Status Discrimination

Hang out at the bar of a wedding and watch the poor beleaguered barkeeper try to obey the law. A young lady approaches and orders a vodka and cranberry.

“Are you over 21?” asks the barkeeper.

“Look,” says the young lady, flashing her wedding ring.

“You could be 14 and married!” the barkeeper exclaims, exasperated. This is not the first time someone has tried that on him.

The young lady blinks. She is confused. She is married. Marriage is status. Marriage opens all doors, right?

I’ve watched this curious little interaction occur a handful of times. I think it highlights how skewed our perception of marriage is. In the Jewish community, it is marriage status that differentiates between “girl” and “woman”. Some young ladies labor to achieve this desirable status only for the freedom it gives them. Running up against the wall of secular opinion that age alone can make a girl into a woman is painful, confusing, and irritating.

“Look! I’m married! I should be able to do grownup things!”

§ **SET OF TASKS**:
1. In the text on status discrimination, what drink does the young lady order at the wedding bar?
2. Reproduce the stretch of the records from the line containing "Query: harvested wheat field" through the line containing "(1038, 440)", putting "stone turret" in place of "castle tower" and changing nothing else. Return only those lines.

§ **SUPPLIED DATA**:
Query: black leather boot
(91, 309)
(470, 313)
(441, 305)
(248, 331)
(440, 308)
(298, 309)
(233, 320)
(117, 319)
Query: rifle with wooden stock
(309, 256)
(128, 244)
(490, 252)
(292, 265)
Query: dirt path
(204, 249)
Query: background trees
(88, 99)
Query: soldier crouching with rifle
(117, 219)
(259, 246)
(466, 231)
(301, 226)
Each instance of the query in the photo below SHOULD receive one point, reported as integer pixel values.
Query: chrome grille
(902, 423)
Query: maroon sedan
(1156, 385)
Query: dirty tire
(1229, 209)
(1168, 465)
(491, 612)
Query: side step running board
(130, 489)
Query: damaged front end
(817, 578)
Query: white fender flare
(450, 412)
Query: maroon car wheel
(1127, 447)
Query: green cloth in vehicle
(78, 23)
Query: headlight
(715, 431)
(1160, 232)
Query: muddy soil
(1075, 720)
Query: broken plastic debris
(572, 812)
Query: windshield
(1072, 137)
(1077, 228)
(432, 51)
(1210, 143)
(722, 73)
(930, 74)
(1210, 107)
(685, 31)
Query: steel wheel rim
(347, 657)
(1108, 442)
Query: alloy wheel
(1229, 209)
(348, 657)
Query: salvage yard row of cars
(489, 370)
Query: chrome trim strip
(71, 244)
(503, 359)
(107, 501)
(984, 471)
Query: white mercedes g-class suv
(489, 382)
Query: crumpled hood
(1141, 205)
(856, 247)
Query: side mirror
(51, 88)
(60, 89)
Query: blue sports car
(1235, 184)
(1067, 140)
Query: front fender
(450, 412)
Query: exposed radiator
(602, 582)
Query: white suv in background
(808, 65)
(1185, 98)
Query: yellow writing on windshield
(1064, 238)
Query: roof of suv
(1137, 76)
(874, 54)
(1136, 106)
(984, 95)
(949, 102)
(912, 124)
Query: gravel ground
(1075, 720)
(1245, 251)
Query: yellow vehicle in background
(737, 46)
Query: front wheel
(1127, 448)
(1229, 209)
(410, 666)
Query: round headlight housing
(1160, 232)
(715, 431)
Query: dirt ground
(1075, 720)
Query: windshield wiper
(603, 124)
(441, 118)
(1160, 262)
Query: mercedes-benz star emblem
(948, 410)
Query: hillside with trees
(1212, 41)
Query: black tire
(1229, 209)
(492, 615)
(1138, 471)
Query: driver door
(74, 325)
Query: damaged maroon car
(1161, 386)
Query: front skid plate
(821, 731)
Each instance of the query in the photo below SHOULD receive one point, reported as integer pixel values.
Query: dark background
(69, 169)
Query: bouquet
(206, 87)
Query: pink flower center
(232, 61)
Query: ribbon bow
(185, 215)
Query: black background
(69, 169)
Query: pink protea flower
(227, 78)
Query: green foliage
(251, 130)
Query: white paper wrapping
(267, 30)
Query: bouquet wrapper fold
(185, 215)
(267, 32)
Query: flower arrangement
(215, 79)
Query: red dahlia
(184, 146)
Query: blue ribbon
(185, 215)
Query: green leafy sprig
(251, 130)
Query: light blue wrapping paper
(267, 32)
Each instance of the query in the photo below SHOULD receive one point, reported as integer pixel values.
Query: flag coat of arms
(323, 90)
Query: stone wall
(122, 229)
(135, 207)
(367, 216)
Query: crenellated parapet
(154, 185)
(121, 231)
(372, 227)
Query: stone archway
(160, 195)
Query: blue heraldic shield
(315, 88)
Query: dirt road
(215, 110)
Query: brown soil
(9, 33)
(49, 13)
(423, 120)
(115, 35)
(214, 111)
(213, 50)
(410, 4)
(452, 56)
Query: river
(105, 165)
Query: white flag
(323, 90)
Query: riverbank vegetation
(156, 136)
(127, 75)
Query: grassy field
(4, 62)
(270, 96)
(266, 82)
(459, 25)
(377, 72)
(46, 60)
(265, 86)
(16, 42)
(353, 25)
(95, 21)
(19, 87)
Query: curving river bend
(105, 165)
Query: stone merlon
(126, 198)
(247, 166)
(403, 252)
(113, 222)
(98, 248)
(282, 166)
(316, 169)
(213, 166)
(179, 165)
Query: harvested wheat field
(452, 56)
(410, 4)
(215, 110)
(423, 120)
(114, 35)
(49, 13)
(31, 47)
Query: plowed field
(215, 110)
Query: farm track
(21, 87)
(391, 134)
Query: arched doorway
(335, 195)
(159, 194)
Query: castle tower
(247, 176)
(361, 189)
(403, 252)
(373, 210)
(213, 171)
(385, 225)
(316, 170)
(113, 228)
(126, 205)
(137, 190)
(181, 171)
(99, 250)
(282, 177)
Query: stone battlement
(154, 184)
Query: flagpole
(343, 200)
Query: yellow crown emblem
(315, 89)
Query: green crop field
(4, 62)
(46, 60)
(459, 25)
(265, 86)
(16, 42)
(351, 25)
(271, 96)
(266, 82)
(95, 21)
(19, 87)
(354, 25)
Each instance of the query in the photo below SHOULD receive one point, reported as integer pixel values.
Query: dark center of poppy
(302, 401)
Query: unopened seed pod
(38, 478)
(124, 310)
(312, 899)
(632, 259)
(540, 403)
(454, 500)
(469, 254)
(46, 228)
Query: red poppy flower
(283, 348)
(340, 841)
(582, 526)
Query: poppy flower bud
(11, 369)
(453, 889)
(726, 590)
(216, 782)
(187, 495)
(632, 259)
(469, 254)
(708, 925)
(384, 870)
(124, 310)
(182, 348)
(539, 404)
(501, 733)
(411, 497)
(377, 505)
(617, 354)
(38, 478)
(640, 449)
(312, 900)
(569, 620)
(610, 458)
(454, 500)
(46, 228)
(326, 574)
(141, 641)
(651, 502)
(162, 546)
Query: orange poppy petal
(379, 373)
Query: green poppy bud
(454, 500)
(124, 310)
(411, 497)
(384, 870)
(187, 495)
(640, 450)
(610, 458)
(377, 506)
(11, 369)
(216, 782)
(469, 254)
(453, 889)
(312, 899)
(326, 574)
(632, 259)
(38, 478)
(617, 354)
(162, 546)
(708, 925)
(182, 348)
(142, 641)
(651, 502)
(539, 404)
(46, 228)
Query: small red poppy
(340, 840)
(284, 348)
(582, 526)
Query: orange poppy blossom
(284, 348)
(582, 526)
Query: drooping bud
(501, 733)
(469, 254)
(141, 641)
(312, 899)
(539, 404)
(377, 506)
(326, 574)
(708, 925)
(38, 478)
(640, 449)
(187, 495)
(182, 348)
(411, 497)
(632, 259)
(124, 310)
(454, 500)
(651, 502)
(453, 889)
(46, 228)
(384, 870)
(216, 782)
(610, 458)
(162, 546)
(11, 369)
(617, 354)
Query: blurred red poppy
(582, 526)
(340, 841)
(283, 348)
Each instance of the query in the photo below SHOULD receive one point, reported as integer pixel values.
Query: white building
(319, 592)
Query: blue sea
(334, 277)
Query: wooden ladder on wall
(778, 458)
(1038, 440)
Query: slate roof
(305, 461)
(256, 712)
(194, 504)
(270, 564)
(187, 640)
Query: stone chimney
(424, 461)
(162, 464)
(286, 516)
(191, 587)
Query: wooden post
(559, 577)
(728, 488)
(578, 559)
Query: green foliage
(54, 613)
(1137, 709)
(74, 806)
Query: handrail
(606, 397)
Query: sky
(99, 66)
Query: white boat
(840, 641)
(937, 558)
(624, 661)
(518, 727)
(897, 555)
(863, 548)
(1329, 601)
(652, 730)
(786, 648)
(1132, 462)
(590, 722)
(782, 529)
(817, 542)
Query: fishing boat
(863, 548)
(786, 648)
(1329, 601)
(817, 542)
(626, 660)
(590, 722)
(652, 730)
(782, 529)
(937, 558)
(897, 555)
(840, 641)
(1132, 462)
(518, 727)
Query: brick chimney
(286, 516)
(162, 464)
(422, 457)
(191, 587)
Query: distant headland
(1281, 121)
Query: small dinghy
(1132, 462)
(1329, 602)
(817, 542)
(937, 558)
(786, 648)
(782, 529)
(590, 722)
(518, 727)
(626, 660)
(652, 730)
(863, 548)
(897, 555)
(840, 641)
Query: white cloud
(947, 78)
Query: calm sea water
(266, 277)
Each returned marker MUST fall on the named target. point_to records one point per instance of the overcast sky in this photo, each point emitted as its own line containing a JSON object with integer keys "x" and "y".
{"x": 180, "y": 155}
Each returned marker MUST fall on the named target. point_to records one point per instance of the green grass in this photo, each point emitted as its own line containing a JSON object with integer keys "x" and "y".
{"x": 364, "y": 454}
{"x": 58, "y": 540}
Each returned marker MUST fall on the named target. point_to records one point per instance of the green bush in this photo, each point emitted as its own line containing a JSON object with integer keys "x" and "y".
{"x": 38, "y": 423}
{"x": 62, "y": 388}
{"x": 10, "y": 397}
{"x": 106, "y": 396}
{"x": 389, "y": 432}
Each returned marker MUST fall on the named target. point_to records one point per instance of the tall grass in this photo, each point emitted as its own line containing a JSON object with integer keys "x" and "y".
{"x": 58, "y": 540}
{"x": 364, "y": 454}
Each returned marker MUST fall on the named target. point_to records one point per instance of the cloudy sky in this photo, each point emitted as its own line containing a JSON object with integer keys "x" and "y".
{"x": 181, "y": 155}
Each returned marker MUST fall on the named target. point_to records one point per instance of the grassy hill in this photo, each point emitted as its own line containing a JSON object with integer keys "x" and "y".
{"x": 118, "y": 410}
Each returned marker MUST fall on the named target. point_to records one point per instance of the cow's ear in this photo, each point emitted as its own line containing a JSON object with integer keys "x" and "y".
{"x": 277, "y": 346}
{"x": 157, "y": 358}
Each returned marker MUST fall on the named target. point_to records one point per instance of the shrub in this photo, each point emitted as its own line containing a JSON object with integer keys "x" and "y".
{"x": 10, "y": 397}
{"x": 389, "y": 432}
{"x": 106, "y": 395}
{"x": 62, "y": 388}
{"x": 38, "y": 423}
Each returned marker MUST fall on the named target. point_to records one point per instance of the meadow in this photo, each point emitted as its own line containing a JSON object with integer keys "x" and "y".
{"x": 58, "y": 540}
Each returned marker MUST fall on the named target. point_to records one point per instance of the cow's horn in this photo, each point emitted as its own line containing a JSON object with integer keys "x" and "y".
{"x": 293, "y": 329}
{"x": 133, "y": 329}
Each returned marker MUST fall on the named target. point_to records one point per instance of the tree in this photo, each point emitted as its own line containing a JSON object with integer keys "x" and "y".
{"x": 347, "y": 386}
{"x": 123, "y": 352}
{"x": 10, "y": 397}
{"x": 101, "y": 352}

§ **WRITTEN RESPONSES**:
1. A vodka and cranberry.

2.
Query: harvested wheat field
(452, 56)
(410, 4)
(215, 110)
(423, 120)
(114, 35)
(49, 13)
(31, 47)
Query: plowed field
(215, 110)
Query: farm track
(21, 87)
(391, 134)
Query: arched doorway
(335, 195)
(159, 194)
Query: stone turret
(247, 176)
(361, 189)
(403, 252)
(373, 210)
(213, 171)
(385, 225)
(316, 170)
(113, 228)
(126, 205)
(137, 190)
(181, 171)
(99, 250)
(282, 177)
Query: stone battlement
(154, 184)
Query: flagpole
(343, 200)
Query: yellow crown emblem
(315, 89)
Query: green crop field
(4, 62)
(46, 60)
(459, 25)
(265, 86)
(16, 42)
(351, 25)
(271, 96)
(266, 82)
(95, 21)
(19, 87)
(354, 25)
Each instance of the query in the photo below SHOULD receive one point, reported as integer pixel values.
Query: dark center of poppy
(302, 401)
Query: unopened seed pod
(38, 478)
(124, 310)
(312, 899)
(632, 259)
(540, 403)
(454, 500)
(469, 254)
(46, 228)
Query: red poppy flower
(283, 348)
(340, 841)
(582, 526)
Query: poppy flower bud
(11, 369)
(453, 889)
(726, 590)
(216, 782)
(187, 495)
(632, 259)
(469, 254)
(708, 925)
(384, 870)
(124, 310)
(182, 348)
(539, 404)
(501, 733)
(411, 497)
(377, 505)
(617, 354)
(38, 478)
(640, 449)
(312, 900)
(569, 620)
(610, 458)
(454, 500)
(46, 228)
(326, 574)
(141, 641)
(651, 502)
(162, 546)
Query: orange poppy petal
(379, 373)
Query: green poppy bud
(454, 500)
(124, 310)
(411, 497)
(384, 870)
(187, 495)
(640, 450)
(610, 458)
(377, 506)
(11, 369)
(216, 782)
(469, 254)
(453, 889)
(312, 899)
(326, 574)
(632, 259)
(38, 478)
(617, 354)
(162, 546)
(708, 925)
(182, 348)
(142, 641)
(651, 502)
(539, 404)
(46, 228)
Query: small red poppy
(340, 840)
(284, 348)
(582, 526)
Query: orange poppy blossom
(284, 348)
(582, 526)
Query: drooping bud
(501, 733)
(469, 254)
(141, 641)
(312, 899)
(539, 404)
(377, 506)
(326, 574)
(708, 925)
(38, 478)
(640, 449)
(187, 495)
(182, 348)
(411, 497)
(632, 259)
(124, 310)
(454, 500)
(651, 502)
(453, 889)
(46, 228)
(384, 870)
(216, 782)
(610, 458)
(162, 546)
(11, 369)
(617, 354)
Query: blurred red poppy
(582, 526)
(340, 841)
(283, 348)
Each instance of the query in the photo below SHOULD receive one point, reported as integer pixel values.
Query: white building
(319, 592)
Query: blue sea
(334, 277)
Query: wooden ladder on wall
(778, 458)
(1038, 440)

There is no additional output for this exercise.